Records from a collection
⟨

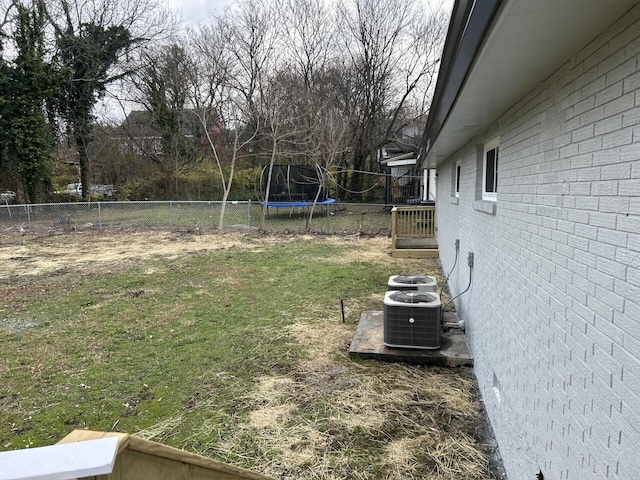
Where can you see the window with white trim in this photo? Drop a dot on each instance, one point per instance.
(490, 170)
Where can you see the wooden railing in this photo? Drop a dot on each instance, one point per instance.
(409, 222)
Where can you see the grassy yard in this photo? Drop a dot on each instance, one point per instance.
(230, 346)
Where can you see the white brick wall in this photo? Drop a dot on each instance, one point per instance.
(553, 315)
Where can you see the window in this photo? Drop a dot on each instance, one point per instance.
(490, 171)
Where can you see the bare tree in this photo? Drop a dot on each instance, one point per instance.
(222, 103)
(95, 40)
(385, 40)
(309, 37)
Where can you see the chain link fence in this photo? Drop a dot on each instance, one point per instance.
(337, 218)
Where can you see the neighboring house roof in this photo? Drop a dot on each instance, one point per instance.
(496, 52)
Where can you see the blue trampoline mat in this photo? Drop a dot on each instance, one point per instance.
(328, 201)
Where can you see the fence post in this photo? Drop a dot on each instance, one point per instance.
(328, 217)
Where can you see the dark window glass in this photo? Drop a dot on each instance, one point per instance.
(491, 170)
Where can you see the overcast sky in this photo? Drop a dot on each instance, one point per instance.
(195, 11)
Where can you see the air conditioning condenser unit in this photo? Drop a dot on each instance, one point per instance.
(412, 319)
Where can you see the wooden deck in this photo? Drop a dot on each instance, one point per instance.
(413, 232)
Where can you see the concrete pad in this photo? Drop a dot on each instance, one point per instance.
(368, 344)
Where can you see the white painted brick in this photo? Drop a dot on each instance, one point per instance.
(605, 188)
(616, 172)
(619, 105)
(629, 223)
(591, 145)
(605, 220)
(561, 262)
(614, 205)
(588, 203)
(607, 125)
(631, 117)
(632, 82)
(608, 94)
(612, 237)
(617, 138)
(609, 267)
(629, 188)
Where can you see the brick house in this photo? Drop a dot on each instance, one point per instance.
(535, 135)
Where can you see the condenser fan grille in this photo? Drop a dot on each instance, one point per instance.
(412, 297)
(412, 279)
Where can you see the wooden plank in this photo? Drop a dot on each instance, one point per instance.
(60, 462)
(84, 435)
(147, 460)
(224, 471)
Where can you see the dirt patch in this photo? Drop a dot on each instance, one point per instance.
(22, 256)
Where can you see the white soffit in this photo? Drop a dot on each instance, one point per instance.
(527, 42)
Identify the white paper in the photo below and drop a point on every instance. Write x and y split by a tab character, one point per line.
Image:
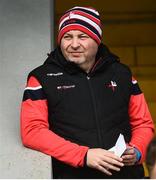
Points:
120	146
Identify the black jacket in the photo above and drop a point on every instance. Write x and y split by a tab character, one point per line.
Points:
88	109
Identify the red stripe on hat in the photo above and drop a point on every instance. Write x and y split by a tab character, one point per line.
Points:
97	21
78	27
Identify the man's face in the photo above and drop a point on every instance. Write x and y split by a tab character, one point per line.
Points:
78	47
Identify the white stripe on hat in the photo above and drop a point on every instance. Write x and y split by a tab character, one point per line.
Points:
75	16
88	9
33	88
83	27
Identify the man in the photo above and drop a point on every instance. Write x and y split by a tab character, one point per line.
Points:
151	158
77	103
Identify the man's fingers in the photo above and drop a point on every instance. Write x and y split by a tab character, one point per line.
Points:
104	170
113	161
109	166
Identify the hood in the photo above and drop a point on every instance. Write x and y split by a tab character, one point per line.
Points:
104	58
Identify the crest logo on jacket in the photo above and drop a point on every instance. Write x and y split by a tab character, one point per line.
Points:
112	85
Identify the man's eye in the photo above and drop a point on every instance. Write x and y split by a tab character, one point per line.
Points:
67	37
84	37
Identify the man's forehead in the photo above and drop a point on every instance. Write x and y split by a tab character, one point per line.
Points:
75	32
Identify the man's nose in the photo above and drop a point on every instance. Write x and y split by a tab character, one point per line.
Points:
75	43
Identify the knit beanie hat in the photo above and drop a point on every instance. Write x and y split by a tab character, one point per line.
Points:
83	19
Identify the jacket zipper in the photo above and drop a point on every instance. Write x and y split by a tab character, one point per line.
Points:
95	111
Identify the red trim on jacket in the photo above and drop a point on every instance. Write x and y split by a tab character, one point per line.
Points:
36	134
141	124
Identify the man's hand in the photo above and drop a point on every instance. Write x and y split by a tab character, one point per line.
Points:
103	160
129	156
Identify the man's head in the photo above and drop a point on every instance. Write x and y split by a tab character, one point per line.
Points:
80	35
83	19
151	158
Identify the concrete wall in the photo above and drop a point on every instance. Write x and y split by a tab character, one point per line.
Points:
24	42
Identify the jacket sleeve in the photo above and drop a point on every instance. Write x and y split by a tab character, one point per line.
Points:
35	131
141	122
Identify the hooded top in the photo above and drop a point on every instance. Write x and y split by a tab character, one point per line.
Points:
87	111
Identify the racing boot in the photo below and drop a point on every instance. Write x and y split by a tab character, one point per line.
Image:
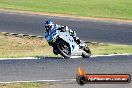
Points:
55	51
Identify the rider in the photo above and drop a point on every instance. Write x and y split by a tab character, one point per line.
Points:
49	25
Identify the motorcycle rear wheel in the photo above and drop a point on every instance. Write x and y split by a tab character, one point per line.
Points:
86	53
64	48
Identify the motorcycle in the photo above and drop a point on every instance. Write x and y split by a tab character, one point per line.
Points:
65	45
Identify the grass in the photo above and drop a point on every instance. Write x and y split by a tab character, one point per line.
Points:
94	8
11	47
24	85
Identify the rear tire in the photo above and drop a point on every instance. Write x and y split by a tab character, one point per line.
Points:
59	46
86	52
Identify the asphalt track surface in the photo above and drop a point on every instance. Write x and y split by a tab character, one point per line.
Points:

⟩

Could you filter the entries above for lines holding the string "motorcycle" and copy them?

Identify the motorcycle rear wheel in the photo above and drop a point on every instance. Write x and y split by a tab character, one point per line.
Identify the motorcycle in the photo above and drop a point on every instance. Write x and y split by a tab character, one point per line.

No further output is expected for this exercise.